── FRAGMENTO DEL DOCUMENTO

Mann tardó doce años en entregar a la imprenta la que sería su obra maestra: Der Zauberberg, según su título en alemán, se publicó en noviembre de 1924 en dos tomos en la editorial S. Fischer. Cinco años después Mann recibió el Premio Nobel de Literatura, pero por Los Buddenbrook, una obra mucho más modesta en comparación.

La primera versión en español de La montaña mágica, a cargo de Mario Verdaguer, se conoció en 1934 por la editorial Apolo.

Esa traducción fue la más difundida (o tal vez, la única) hasta que en 2005 se conoció la que Isabel García Adánez preparó para el sello Edhasa, un esfuerzo elogiado por los toques de precisión y modernidad que imprimió a a un clásico indiscutido.

LOS OPUESTOS

En la novela hay un personaje, Ludovico Settembrini, que al comienzo debía ser una caricatura del pensamiento ilustrado pero que a medida que avanza la novela se va convirtiendo en un personaje cada vez más positivo.

En una anotación en su diario del 14 de noviembre de 1919, el propio Mann registraba dicha transformación al decir que, aunque sus ideas no eran tomadas en serio, constituían lo único decisivo en un mundo marcado por la fascinación de la muerte.

Settembrini, liberal, masón y escritor “humanista”, es una de las influencias claves que recibe Castorp en el sanatorio; en forma constante trata de convencerlo de que vuelva al mundo del trabajo y deje Davos. También procura alejarlo de la seducción de lo irracional representado por la pasión contrariada que siente por una de las pacientes, Clawdia Chauchat, una joven rusa de inquietante atractivo. (Frente a ella, Castorp se descubre “tristemente enamorado…,y por lo tanto sumiso, sufriendo en silencio y procurando ser servicial”). Otro personaje de gran influencia en el libro es el judío converso y jesuita reaccionario Leo Naphta, quien pasa buena parte de la historia librando disputas dialécticas con Settembrini, una suerte de opuesto complementario.

Naphta no sólo rechaza el pensamiento de la Ilustración sino todo el pensamiento moderno, desde el Renacimiento.

Algunos críticos han visto en él un antecedente o símbolo de los movimientos fascistas. Pero sus pronunciamientos también se ajustan a los propios del anarquismo o el marxismo revolucionario, que eran dominantes en los primeros decenios del siglo XX.

EL DUELO

La lucha “por el alma de Castorp”, como se dice en algún momento en la novela, termina con un duelo a pistola entre los dos personajes polemistas, episodio que a juicio de Wisskirchen aporta uno de los momentos decisivos de la obra.

────

QUÉ HACER: Prolonga el texto sobre La montaña mágica justo después de su última oración. Las filas que vienen a continuación no hacen falta.

── MATERIAL MOSTRADO

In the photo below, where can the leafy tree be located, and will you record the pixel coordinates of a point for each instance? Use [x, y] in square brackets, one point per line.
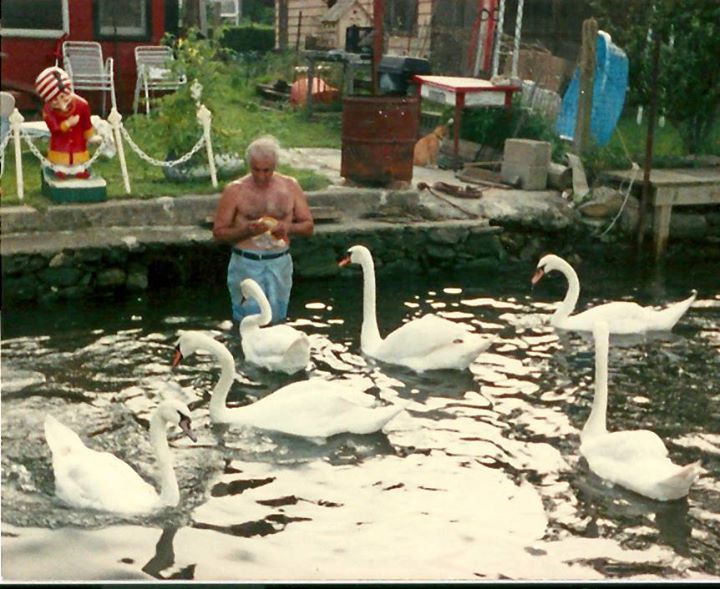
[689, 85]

────
── MATERIAL MOSTRADO

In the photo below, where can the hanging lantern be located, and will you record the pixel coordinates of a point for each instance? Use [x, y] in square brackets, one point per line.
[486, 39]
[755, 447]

────

TU RESPUESTA:
Antes de enfrentarse, Naphta repudia la “humanidad” que pretende defender Settembrini. “Ya no es más que una peluca vieja -espeta-, un objeto clásico y pasado de moda, una cosa muy aburrida que hace bostezar, y que la nueva revolución, la nuestra, señor, se dispone a arrinconar”.
El duelo ocurre en el capítulo sexto donde hay diversas situaciones que ilustran lo que Wisskirchen llama la “doble contemporaneidad”. El episodio clave es uno que tiene como subtítulo “Hipersensibilidad”.

En aquel pasaje los personajes se pelean apasionadamente por cosas sin importancia o convierten en seña de identidad lo que no es más que una convicción ideológica. Estallan dentro del sanatorio disputas ajenas —como la que enfrenta a varios polacos— que terminan siendo documentadas y traducidas a varios idiomas y distribuidas en diversas partes del mundo.

“Cuando volví a leer el episodio pensé que es lo que hoy hacen las redes sociales, el motivo de la disputa no importa mucho pero todo el mundo termina participando en ella”, arriesgó Wisskirchen.

La hipersensibilidad, agravada desde antes de la Primera Guerra Mundial, y luego con las crisis que precedieron al ascenso de los fascismos, podían llevar a algunos a manifestar simpatías por ideas como las del incendiario de Naphta. y al rechazo de lo que hoy, con espíritu anacrónico, suele llamarse “consenso democrático”.

Hacia el final de su periplo de conversión al liberalismo, Mann ya lo había percibido. En una carta escrita en 1933, el año en que Hitler ascendió al poder en Alemania, rompió lanzas en defensa de Settembrini.

“Nos podemos reír todos un poco del buen señor Settembrini pero es un tipo maravilloso frente a los Naphta que ahora mandan”, escribió.